▶ [Trecho para leitura]
________________________________________
Até mesmo o mascote, um cachorrinho "salsicha", um dachshund, não podia ser mais alemão. Foi criado ao longo de alguns anos pelos melhores da época. Mas esses caras de Munique, da Copa deste ano, só foram escolhidos por conhecerem alguém do alto escalão da Federação Alemã de Futebol e da Fifa. Isso nos dá uma má reputação.

Por que os designers da Copa evitaram parecer "alemães" demais?

Em parte, por termos essa incrível cruz a carregar. Você não pode se orgulhar de ser alemão, pois temos uma história tão negativa. Pelo menos a minha geração não pode, e nasci em 1947. Os clientes deste caso específico são da minha geração ou mais velhos, então acho que estavam tentando dar ao mundo tudo num pacote, e ao mesmo tempo ser alegres. É como desenhar uma piada, e não se pode desenhar uma piada. Acho que o conceito original da encomenda era um caos só. Com todas as coisas a serem evitadas, e o que se queria incluir, era impossível desenvolver algo bom. A não ser, é claro, que você fosse um designer de personalidade forte, que basicamente diria a essas pessoas dando as ordens para irem "se catar". O que os designers em questão não fizeram: eles apenas pegaram o dinheiro e saíram correndo.

A Copa do Mundo é sobre futebol, antes de mais nada. Qual é a importância do design nesse contexto?

Ele tem uma função direta, diz a você aonde ir, o orienta para sua meta, telões, estádios, muitas outras coisas. Ele diz às pessoas: "Essa mensagem se refere à Copa do Mundo". É como qualquer design para uma locação ou evento: você quer que as pessoas tomem consciência de sua presença. Uma vez dentro do sistema, o design lhes diz se estão no caminho certo, e indica o que está prestes a acontecer. Ele tem um papel funcional, mas também cria uma atmosfera, desempenha um papel psicológico.

Então que tipo de mensagem o atual design está passando?
________________________________________
▶ [Exercício 1] Substitua "tight rectangle" por "bounding box" nas linhas que vêm depois do trecho, começando pela primeira delas e seguindo até a que contém "[142, 36, 242, 194]". Reproduza essas linhas com todo o restante inalterado.
▶ [Exercício 2] Prossiga a entrevista sobre o design da Copa do Mundo logo após a última frase do trecho.

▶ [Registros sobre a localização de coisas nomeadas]
________________________________________
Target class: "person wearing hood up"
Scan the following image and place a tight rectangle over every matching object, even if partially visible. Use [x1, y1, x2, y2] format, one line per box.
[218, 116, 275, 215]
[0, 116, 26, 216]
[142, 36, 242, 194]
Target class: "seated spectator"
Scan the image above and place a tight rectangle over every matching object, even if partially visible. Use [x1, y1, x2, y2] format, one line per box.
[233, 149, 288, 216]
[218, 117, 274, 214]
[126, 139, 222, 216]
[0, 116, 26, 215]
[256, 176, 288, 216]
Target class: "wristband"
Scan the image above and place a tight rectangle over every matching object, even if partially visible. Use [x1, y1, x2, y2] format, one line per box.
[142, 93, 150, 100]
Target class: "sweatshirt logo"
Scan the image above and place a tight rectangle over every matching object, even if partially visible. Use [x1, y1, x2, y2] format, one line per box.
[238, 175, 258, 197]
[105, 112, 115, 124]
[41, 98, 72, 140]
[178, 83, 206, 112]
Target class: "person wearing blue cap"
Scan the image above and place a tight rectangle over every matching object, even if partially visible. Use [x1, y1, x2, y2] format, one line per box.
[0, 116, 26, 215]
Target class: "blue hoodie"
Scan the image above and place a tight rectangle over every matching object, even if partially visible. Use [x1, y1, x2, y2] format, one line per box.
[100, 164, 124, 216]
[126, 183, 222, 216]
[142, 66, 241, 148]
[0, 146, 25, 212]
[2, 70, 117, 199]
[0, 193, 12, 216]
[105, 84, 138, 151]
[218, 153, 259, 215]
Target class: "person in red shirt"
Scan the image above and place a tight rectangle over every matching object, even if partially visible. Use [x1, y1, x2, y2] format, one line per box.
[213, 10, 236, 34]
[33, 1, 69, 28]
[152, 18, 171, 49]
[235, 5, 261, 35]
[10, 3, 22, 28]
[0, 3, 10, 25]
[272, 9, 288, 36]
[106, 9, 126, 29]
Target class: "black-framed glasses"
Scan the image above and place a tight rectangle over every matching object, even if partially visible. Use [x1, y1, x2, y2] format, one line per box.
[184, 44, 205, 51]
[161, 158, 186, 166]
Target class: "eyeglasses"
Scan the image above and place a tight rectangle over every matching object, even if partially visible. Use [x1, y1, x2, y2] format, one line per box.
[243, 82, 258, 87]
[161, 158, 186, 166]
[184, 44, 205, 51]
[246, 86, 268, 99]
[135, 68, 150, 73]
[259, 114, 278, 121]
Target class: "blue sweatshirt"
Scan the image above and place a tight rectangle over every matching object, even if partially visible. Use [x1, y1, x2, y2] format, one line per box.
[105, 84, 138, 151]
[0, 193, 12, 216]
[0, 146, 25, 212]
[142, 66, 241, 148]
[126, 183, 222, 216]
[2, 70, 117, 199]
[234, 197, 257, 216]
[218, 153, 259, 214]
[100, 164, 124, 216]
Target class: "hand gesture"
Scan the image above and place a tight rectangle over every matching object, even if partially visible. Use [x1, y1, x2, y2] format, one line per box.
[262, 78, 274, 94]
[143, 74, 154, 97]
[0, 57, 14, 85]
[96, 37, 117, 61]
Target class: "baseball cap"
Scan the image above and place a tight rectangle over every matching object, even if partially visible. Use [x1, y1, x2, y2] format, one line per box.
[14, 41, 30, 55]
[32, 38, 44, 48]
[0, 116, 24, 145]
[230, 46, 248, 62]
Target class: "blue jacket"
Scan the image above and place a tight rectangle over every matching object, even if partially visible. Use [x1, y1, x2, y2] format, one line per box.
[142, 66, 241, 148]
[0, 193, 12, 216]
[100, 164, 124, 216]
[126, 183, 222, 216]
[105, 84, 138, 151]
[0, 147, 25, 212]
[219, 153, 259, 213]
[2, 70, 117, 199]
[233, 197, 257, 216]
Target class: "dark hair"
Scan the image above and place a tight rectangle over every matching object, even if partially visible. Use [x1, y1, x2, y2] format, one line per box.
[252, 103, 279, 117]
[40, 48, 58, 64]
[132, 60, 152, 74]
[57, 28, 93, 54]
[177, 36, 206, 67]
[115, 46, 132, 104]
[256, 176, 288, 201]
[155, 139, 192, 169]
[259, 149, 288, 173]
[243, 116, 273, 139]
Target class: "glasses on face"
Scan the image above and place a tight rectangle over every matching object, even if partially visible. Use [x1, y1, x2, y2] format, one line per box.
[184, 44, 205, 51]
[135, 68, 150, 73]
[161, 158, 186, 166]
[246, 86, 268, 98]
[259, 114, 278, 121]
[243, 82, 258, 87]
________________________________________
▶ [Resposta do exercício 1]
Target class: "person wearing hood up"
Scan the following image and place a bounding box over every matching object, even if partially visible. Use [x1, y1, x2, y2] format, one line per box.
[218, 116, 275, 215]
[0, 116, 26, 216]
[142, 36, 242, 194]

▶ [Resposta do exercício 2]
Está dizendo que quem o desenhou e o encomendou não confia em suas habilidades, e está tentando agradar a todos ao mesmo tempo. Há excesso de organização, há mensagens demais, e ninguém quer assumir a responsabilidade. De fato, é um perfeito espelho da sociedade alemã no momento, é como a grande coalizão governamental – dois grandes partidos que, basicamente, se anulam porque nenhum pode tomar decisões. Todo o mundo está tentando ser legal, sabe que devemos fazer algo, mudar a sociedade, comportamentos e economia, mas ninguém quer dar o primeiro passo, pois está tão cômodo. Ainda estamos envoltos em nosso confortável cobertor de segurança. Sabemos que faz frio lá fora, então ficamos enroscados do lado de dentro. É como o logo da Copa, querendo agradar a todos, sem colocar nem um dedo para fora do combertor de segurança.

Evitando controvérsias a todo o custo?

Logo Deutsche Autos
Logos que caracterizam o trabalho gráfico alemão

Exatamente. O que acontece afinal, é que fica incrivelmente apagado. O design alemão é conhecido, e conhecido precisamente por ser alemão. Você compra um Porsche ou uma BMW ou um Audi porque são alemães, e não apesar de serem alemães. E não é todo o mundo que gosta. Tem algo de único, não é paternalizante. O mesmo vale para trabalhos gráficos, e temos uma longa história de design. Mas, por alguma razão, isso não passou para esse pessoal do futebol. É uma pena, pois quando as pessoas vêm de outros países, pensam que os designers alemães são assim, e para mim é pessoalmente constrangedor. Tenho vontade de ir embora, me esconder e fingir que sou neurocirurgião ou qualquer outra coisa.

O que diria aos designers por trás do projeto da Copa do Mundo?

Mantenham o seu emprego principal.

Erik Spiekermann é um dos mais conhecidos e respeitados tipógrafos e designers alemães. Foi um dos fundadores da MetaDesign, um dos principais estúdios para design corporativo e de marcas. Entre seus clientes estão Apple Computer, Audi, VW, IBM e Nike. Spiekermann também desenvolveu o sistema de informação de passageiros da Deutsche Bahn, a ferrovia alemã, e ajudou a redesenhar a revista The Economist. Professor honorário da Escola de Artes de Bremen, ele foi ainda presidente do Instituto Internacional de Design Informático. Apesar desse currículo, não teve qualquer participação no projeto da Copa 2006.